··· Extract

@RayDalio is one of the great investors of our time and he has begun thinking about #Bitcoin. He penned a thoughtful piece on his concerns about Bitcoin and was hoping to get responses, point-by-point.

Ray, here are my responses to your points (screenshotted) in a thread: 👇
Never in the history of the world had it been possible to transfer value between distant peoples without relying on a trusted intermediary, such as a bank or government - until 2009, with the invention of #Bitcoin.

You are correct in your summation of its significance, Ray.
You ask what demand could #Bitcoin have and this is a deep question. It's not a complete answer but I will refer you to a thread on valuation frameworks for Bitcoin that I previously wrote:

You suggest that while Bitcoin's supply may be limited the supply of cryptocurrencies is not limited and #Bitcoin may be supplanted by an arriviste. Response in subsequent tweets
The fallacy in this argument is that the scores of #Bitcoin competitors that have been created over the years lack the “network effect” of the first and dominant technology in the space.
A network effect — the increased value of using #Bitcoin simply because it is already the dominant network — is a feature in and of itself. For any technology that possesses a network effect, it is by far the most important feature.
The network effect for Bitcoin encompasses the liquidity of its market, the number of people who own it, and the community of developers maintaining and improving upon its software and its brand awareness.
Large investors, including nation-states, will seek the most liquid market so that they can enter and exit the market quickly without affecting its price.
Developers will flock to the dominant development community which has the highest-caliber talent, thereby reinforcing the strength of that community. And brand awareness is self-reinforcing, as would-be competitors to Bitcoin are always mentioned in the context of Bitcoin itself.
You write about concern for hacking of digital assets. Response in subsequent tweets
It is important to distinguish between the hacking of the #Bitcoin protocol itself and hacking of computers to steal the private keys of individual owners of bitcoins. The protocol itself has been remarkably resilient and this is in large part due to Bitcoin's conservative design
I will quote from a classic 2011 piece on the design decisions built into #Bitcoin by @gwern:

gwern.net/Bitcoin-is-Wor…
As to the risk of individual hacking, it is true that it is a problem but one that is rapidly being ameliorated with the development of technologies to more easily allow people to custody their own private keys. Do not doubt that tremendous innovation in this space will occur.

······
··· Entries provided

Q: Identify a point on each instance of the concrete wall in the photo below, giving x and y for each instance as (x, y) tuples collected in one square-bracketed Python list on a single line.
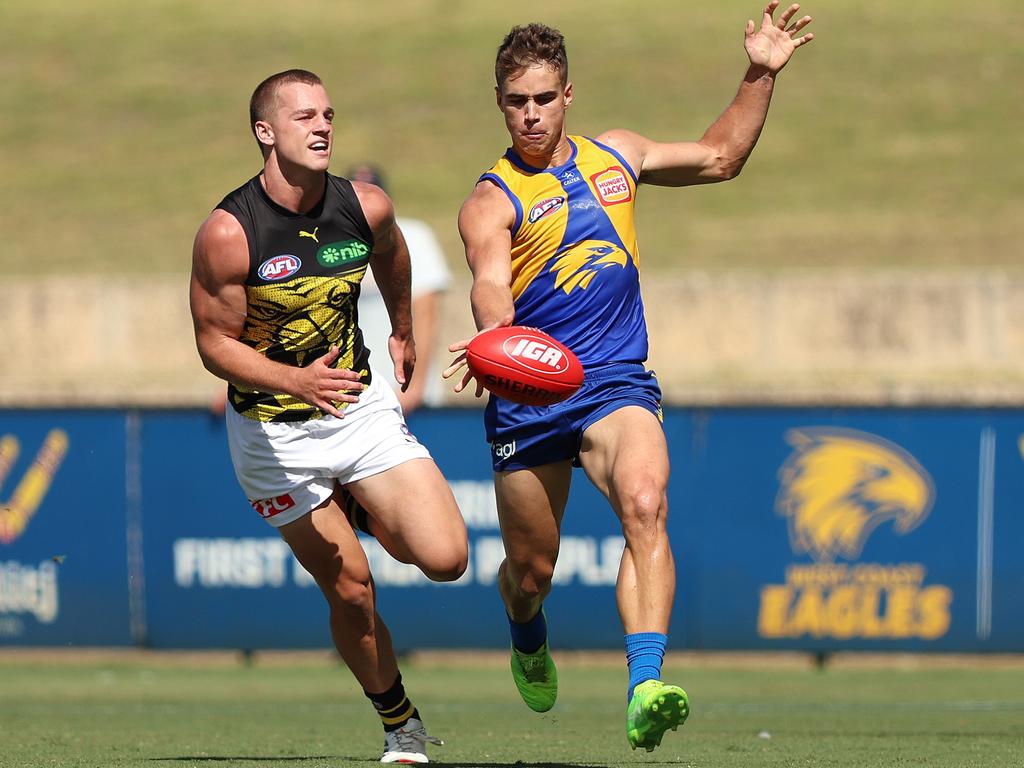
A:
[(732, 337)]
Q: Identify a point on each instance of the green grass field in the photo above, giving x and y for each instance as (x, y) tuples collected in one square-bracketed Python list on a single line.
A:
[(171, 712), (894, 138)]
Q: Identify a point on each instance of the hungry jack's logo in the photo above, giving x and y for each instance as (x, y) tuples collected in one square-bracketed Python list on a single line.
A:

······

- [Directives]:
a - From the Bitcoin thread, write out the part that opens with "Large investors, including" and closes with "of Bitcoin itself.", replacing "Large investors" with "Major investors".
b - According to the Bitcoin thread, in what year was Bitcoin invented?
The records are irrelevant here.

- [The replies]:
a -
Major investors, including nation-states, will seek the most liquid market so that they can enter and exit the market quickly without affecting its price.
Developers will flock to the dominant development community which has the highest-caliber talent, thereby reinforcing the strength of that community. And brand awareness is self-reinforcing, as would-be competitors to Bitcoin are always mentioned in the context of Bitcoin itself.

b - 2009